▸ Short task:
Show each line in the records below that contains the word "distant". Case matters.

**********

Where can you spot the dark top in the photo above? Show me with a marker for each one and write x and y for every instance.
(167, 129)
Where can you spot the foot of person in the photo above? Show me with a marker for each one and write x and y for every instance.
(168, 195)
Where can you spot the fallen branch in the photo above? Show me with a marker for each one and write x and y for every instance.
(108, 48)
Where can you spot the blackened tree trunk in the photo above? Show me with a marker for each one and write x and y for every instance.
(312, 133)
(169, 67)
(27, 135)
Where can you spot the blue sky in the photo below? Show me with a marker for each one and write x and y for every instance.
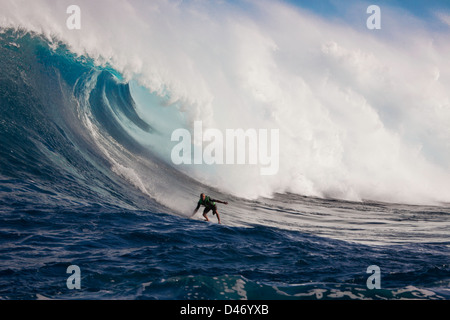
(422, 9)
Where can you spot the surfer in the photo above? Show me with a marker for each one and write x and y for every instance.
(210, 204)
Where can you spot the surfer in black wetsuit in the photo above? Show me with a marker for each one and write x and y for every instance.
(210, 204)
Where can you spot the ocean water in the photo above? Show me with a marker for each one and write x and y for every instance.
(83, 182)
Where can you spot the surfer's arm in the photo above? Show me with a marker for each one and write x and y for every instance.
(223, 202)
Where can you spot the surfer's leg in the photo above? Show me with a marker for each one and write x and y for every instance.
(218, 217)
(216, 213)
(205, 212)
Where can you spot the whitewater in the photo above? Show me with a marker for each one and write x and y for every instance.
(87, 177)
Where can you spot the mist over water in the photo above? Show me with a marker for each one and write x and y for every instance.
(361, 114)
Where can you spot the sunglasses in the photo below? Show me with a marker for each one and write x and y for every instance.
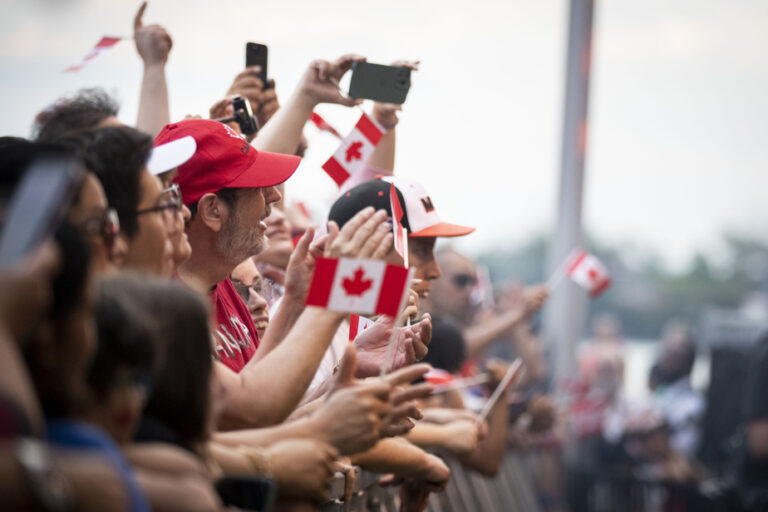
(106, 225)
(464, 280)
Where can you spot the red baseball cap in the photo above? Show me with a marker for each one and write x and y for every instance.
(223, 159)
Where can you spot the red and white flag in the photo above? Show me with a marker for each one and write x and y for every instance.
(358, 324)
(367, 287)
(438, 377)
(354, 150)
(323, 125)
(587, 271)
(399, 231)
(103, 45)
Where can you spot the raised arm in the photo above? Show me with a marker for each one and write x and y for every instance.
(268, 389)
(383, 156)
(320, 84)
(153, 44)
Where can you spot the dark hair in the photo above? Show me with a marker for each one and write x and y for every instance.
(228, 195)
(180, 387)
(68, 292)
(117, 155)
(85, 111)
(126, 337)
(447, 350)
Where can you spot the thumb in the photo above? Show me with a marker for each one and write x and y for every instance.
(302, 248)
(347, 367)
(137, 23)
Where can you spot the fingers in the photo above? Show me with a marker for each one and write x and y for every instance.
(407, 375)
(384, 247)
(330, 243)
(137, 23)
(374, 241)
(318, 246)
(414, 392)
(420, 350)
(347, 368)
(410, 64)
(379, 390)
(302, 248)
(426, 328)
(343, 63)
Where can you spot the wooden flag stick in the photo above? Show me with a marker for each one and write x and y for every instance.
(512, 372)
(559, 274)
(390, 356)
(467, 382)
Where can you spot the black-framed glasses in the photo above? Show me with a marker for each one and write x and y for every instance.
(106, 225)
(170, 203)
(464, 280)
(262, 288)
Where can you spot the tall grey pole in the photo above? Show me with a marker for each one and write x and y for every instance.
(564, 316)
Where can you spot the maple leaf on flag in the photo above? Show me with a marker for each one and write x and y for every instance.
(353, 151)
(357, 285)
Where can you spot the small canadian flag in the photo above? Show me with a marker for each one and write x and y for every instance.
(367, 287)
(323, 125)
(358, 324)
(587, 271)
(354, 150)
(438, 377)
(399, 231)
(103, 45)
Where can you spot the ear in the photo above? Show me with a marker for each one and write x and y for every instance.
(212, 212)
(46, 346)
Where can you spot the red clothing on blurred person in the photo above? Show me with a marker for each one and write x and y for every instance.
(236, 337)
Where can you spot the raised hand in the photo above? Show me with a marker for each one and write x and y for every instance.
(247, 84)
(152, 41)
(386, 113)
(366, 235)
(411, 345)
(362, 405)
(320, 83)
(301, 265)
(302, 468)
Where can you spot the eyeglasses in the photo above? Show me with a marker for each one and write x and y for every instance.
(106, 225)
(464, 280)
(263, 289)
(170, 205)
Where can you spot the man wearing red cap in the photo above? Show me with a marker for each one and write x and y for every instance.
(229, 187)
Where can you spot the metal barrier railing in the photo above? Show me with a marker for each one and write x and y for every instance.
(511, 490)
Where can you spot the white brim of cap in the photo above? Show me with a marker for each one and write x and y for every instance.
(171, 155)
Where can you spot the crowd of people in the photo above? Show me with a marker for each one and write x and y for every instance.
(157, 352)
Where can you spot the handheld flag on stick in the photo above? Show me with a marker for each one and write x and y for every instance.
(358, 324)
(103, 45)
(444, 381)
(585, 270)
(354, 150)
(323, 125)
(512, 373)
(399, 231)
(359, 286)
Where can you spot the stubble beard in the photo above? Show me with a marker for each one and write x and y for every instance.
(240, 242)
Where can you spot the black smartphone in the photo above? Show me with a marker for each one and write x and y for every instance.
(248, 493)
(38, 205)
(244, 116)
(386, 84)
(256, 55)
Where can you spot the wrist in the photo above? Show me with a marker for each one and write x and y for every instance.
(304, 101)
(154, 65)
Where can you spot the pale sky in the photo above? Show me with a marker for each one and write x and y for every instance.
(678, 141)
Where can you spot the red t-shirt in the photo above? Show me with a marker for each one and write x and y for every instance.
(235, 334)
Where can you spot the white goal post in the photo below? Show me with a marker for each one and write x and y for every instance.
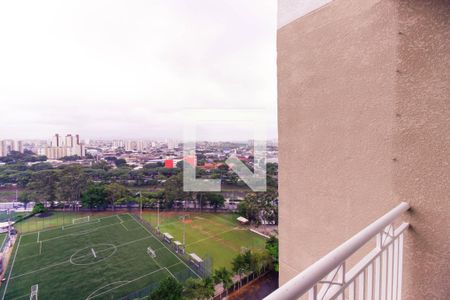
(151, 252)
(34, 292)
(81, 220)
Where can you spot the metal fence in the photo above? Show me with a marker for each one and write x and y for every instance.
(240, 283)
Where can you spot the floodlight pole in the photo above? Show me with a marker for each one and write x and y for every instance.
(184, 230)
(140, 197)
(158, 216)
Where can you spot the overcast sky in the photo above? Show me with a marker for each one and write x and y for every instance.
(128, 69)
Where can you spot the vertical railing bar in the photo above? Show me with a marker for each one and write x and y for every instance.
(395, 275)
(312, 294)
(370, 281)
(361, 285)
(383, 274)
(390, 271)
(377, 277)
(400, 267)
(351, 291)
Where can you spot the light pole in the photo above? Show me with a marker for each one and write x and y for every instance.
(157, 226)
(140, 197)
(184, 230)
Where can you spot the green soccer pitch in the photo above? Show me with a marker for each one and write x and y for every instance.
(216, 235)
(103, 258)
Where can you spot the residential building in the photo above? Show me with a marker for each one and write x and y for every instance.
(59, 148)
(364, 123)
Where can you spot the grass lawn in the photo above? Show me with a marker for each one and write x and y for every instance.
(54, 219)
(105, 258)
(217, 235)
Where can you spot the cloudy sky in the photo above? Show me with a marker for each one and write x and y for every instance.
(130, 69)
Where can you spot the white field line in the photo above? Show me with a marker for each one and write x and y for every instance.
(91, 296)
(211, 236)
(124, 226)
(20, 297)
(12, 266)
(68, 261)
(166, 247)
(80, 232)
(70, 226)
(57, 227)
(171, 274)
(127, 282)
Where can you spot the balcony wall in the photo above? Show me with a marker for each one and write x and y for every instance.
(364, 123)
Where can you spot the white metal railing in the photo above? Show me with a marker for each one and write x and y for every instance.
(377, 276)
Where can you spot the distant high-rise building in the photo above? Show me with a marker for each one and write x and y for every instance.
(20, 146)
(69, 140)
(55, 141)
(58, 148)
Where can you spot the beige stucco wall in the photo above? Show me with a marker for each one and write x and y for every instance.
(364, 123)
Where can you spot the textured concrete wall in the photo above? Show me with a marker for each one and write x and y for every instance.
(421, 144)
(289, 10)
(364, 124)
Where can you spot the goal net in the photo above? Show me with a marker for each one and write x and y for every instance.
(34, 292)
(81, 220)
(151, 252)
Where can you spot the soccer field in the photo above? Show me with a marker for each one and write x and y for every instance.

**********

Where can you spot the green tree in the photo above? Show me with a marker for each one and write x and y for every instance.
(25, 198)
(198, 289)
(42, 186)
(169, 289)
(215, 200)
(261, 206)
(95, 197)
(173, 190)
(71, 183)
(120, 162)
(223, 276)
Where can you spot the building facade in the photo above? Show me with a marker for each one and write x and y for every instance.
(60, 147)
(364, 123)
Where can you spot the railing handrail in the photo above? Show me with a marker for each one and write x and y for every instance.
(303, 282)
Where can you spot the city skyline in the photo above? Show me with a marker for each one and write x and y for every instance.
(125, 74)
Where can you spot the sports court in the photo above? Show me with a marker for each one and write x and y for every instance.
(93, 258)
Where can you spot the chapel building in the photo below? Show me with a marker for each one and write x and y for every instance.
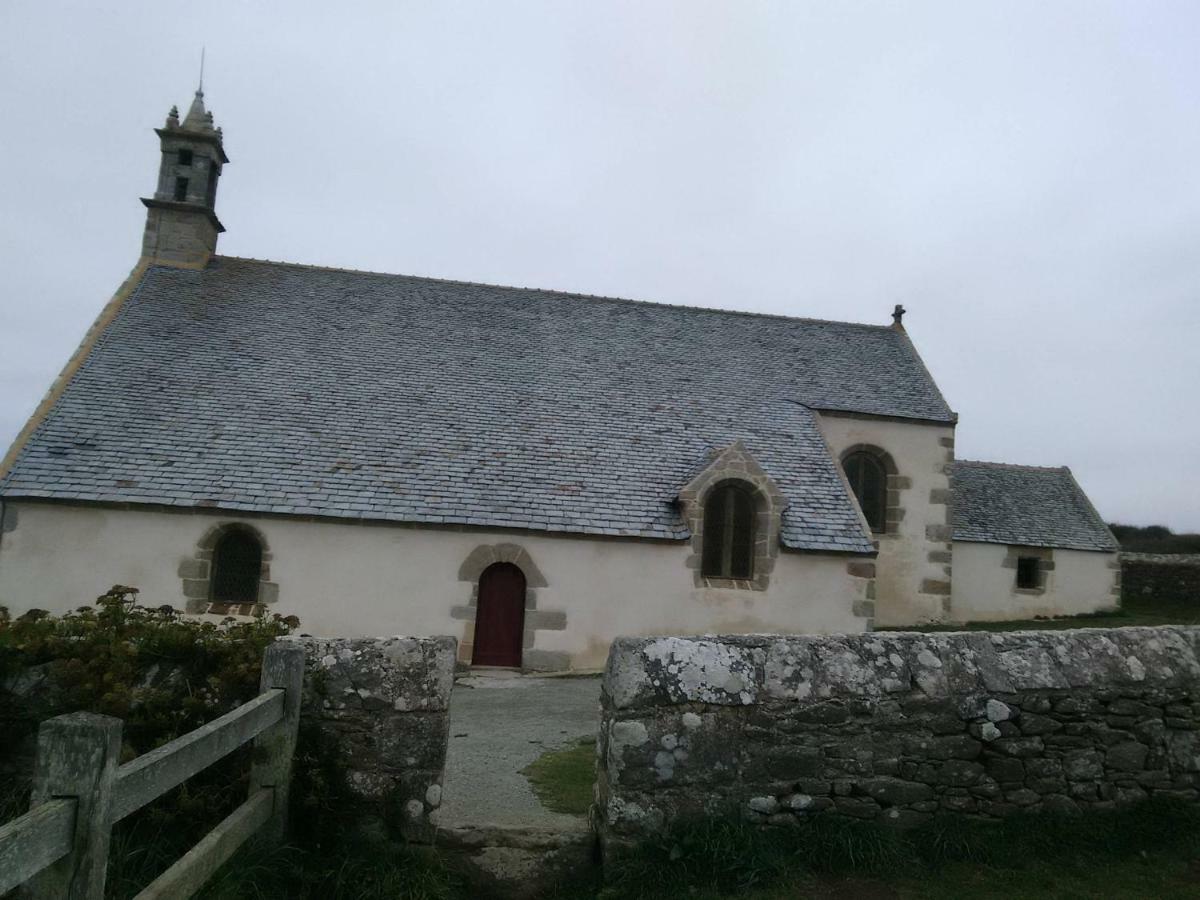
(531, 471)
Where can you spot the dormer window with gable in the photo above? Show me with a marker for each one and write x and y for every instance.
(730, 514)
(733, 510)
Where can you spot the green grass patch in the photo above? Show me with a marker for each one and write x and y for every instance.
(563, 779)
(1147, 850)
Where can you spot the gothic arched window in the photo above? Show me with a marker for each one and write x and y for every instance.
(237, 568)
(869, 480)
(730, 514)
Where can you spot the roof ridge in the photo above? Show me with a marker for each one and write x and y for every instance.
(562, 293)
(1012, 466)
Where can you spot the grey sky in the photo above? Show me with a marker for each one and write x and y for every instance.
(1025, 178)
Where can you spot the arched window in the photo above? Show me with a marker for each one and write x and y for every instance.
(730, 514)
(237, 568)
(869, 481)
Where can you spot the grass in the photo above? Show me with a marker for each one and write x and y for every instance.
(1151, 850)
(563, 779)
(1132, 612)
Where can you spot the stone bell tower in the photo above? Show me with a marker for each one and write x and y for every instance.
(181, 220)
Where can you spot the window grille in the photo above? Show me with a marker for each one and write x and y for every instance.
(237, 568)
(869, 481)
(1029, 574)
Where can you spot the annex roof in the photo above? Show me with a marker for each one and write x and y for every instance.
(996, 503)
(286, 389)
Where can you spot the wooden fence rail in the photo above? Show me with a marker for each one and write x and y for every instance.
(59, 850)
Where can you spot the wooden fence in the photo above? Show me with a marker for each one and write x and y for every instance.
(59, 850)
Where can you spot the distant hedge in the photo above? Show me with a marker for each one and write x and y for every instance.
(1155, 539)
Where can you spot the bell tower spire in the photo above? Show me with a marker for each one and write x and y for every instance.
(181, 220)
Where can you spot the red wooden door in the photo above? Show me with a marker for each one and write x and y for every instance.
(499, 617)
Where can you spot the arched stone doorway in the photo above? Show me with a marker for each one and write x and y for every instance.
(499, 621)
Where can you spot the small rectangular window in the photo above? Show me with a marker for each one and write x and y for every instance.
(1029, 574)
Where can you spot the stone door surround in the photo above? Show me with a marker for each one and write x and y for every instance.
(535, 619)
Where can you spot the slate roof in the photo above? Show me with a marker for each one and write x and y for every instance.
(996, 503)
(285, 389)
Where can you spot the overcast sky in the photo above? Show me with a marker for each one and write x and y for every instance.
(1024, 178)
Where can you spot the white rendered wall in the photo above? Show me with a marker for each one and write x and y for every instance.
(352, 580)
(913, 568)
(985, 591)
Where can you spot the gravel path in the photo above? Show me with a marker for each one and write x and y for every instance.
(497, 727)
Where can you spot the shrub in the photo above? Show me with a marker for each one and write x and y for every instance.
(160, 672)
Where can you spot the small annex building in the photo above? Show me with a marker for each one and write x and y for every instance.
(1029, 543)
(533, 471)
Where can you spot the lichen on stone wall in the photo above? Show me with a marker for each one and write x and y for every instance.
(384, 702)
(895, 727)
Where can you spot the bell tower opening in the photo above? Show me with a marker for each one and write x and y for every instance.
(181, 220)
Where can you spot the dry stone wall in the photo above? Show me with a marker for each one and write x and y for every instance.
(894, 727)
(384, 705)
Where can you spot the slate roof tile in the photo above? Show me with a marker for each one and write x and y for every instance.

**********

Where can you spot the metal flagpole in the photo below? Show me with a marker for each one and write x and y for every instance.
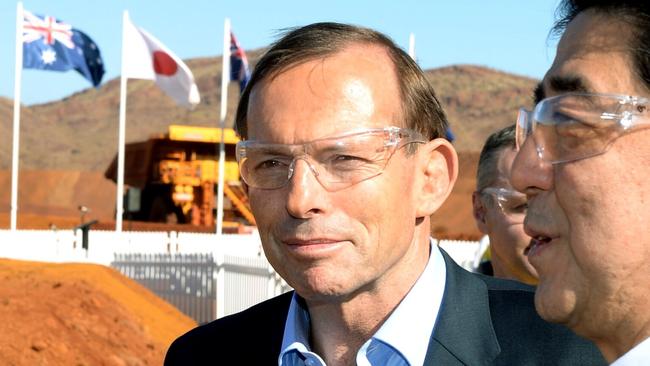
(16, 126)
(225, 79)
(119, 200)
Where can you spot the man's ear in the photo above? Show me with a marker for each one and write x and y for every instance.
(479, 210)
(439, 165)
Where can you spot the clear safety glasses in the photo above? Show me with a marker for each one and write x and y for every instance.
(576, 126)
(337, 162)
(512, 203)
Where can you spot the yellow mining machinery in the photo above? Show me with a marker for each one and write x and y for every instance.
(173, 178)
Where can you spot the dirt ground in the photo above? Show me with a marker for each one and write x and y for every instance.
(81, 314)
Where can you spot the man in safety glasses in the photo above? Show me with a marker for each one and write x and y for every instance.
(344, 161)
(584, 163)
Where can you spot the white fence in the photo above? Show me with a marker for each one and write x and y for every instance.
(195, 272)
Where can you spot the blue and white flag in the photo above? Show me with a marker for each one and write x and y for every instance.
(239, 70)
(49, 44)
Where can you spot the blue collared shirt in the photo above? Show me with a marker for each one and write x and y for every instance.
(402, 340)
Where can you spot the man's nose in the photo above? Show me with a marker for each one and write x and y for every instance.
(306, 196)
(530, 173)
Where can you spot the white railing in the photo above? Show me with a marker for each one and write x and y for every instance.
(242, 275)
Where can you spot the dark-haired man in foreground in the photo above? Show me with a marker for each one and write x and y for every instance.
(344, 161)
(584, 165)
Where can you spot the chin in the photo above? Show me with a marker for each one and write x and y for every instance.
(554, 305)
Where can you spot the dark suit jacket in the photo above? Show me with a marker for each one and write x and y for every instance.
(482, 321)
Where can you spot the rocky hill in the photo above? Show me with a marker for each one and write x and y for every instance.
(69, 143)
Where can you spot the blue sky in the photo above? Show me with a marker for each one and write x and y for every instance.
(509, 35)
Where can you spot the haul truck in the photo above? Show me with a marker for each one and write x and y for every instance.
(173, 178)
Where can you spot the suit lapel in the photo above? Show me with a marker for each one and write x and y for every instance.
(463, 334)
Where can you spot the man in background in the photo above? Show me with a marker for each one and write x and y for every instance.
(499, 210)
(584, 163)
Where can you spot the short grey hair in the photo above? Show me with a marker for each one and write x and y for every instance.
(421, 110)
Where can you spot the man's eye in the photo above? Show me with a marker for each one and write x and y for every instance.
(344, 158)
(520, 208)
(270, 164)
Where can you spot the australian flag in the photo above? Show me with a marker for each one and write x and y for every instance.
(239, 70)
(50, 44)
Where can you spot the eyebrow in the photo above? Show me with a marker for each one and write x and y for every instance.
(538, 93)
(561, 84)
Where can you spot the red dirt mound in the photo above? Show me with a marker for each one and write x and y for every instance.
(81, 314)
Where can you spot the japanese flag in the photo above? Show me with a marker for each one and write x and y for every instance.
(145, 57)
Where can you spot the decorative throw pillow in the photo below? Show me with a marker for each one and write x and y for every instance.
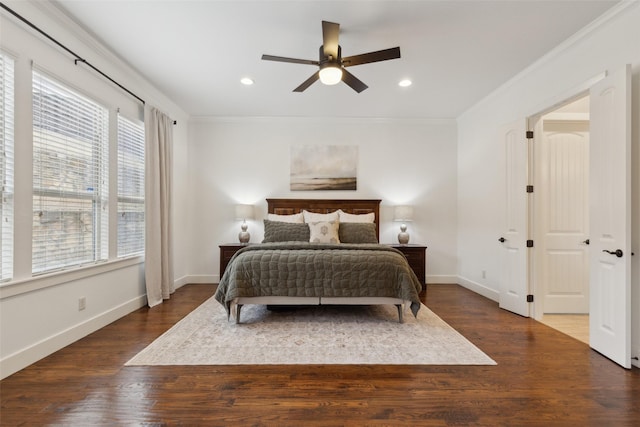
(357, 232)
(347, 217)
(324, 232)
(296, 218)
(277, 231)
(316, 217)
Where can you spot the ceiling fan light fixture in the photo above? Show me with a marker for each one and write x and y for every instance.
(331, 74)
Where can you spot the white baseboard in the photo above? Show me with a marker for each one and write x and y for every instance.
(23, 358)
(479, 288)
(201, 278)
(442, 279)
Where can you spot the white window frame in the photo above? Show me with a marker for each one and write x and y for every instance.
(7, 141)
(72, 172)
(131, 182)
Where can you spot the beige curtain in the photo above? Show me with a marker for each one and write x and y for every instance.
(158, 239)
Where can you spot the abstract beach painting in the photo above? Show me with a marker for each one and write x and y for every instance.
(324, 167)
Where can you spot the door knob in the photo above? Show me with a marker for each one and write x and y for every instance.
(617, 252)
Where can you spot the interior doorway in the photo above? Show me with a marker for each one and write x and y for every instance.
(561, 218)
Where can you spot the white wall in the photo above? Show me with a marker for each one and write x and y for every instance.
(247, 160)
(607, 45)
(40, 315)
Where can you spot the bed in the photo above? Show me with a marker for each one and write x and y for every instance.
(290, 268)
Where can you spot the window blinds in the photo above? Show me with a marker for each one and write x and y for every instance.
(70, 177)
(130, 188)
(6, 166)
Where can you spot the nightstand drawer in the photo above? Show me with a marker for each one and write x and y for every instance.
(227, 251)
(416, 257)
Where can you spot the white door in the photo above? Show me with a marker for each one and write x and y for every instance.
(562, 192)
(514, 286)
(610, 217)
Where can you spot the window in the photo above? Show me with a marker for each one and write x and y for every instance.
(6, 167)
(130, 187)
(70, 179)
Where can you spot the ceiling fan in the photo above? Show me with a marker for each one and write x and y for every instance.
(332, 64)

**********

▸ Answer to this exercise:
Where can you spot the distant high-rise building in the photo above? Show me with a marker for each one and write x and y for every instance.
Where can you spot the distant hedge in the photo above? Show me with a marker for each one and write x and y for every instance.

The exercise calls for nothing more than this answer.